▸ About this exercise
Set down the data again exactly. Pictures are not part of the copy.

▸ Data records

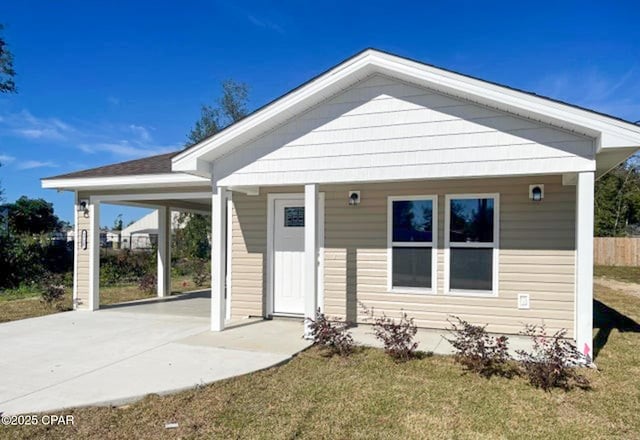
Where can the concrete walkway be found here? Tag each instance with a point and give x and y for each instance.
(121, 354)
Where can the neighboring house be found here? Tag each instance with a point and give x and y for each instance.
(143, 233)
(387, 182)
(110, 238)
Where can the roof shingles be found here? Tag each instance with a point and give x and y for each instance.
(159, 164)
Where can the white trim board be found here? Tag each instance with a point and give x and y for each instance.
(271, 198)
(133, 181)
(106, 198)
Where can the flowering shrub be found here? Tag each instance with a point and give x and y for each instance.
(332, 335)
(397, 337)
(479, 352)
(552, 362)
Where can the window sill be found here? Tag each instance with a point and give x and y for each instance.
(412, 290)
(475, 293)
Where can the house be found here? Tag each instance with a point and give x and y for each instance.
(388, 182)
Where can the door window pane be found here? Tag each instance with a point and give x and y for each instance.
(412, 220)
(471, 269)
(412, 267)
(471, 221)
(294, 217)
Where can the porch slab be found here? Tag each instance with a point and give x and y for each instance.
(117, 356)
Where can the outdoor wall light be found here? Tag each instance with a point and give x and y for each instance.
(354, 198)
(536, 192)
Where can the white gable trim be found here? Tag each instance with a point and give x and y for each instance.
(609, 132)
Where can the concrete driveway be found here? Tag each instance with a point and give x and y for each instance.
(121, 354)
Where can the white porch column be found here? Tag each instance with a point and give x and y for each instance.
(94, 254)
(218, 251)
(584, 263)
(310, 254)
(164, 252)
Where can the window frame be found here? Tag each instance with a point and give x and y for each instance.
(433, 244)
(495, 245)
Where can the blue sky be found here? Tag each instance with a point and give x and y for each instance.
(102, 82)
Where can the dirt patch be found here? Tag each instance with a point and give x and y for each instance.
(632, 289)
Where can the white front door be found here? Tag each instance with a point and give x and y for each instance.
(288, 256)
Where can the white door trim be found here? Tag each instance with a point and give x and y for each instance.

▸ Reply to the task
Where can the concrete walkway be found here? Tag each instance with a point and give x and y for each instance.
(121, 354)
Where can the neighboring house be found here? Tag each instance with a point and give x and y for each instance.
(143, 233)
(387, 182)
(110, 238)
Where can the roof shingles be found here? Tag each instance with a point and give x and y for each instance.
(159, 164)
Where can the white trim board be found here? Tag each instance with a point and give x and y for each instance.
(271, 198)
(133, 181)
(106, 198)
Where can the flowering shrub be found here? Tag each instance with a point and give x and y for each instance.
(332, 335)
(397, 337)
(479, 352)
(552, 362)
Where can the window sill be found here? Tag each instance with a point and give x and y for each instance.
(412, 290)
(475, 293)
Where can the house be found here? Tag each instance with a point and give x and y for each instance.
(388, 182)
Where can the door window pane be found here? Tag each instance with a point and give x and y for each instance.
(412, 220)
(471, 269)
(412, 267)
(471, 221)
(294, 217)
Where can the porch slab be found here? Tag each instance with a point and give x and y for each instance.
(117, 356)
Where can the outdoor wall light be found here? Tag each instance with a point and give x and y for each instance.
(354, 198)
(536, 192)
Where can the white gable trim be found here? Tag each instance with a point and give x and y for each instance.
(609, 132)
Where can the concrete driveway be found here? Tag each instance with a point and give x and y for each instance.
(121, 354)
Where can the white porch column be found here? Tag each instance with a point and give x and y for each instance.
(94, 254)
(218, 251)
(584, 263)
(310, 254)
(164, 252)
Where can the window frame be found here? Tag each instance with a point and give x and y for each instance.
(433, 244)
(495, 245)
Where can the blue sky be found here? Tag each instance with a point and give x and y for each instance.
(102, 82)
Where can the dirt patch be found here? Tag each instance with a point and give x and y for each instance.
(632, 289)
Where can the white front door be found here? Tag each instance with a point and give x and y for each instance.
(288, 256)
Where can the white door trim be found here? Tag each instance with a point and give x and y for each instance.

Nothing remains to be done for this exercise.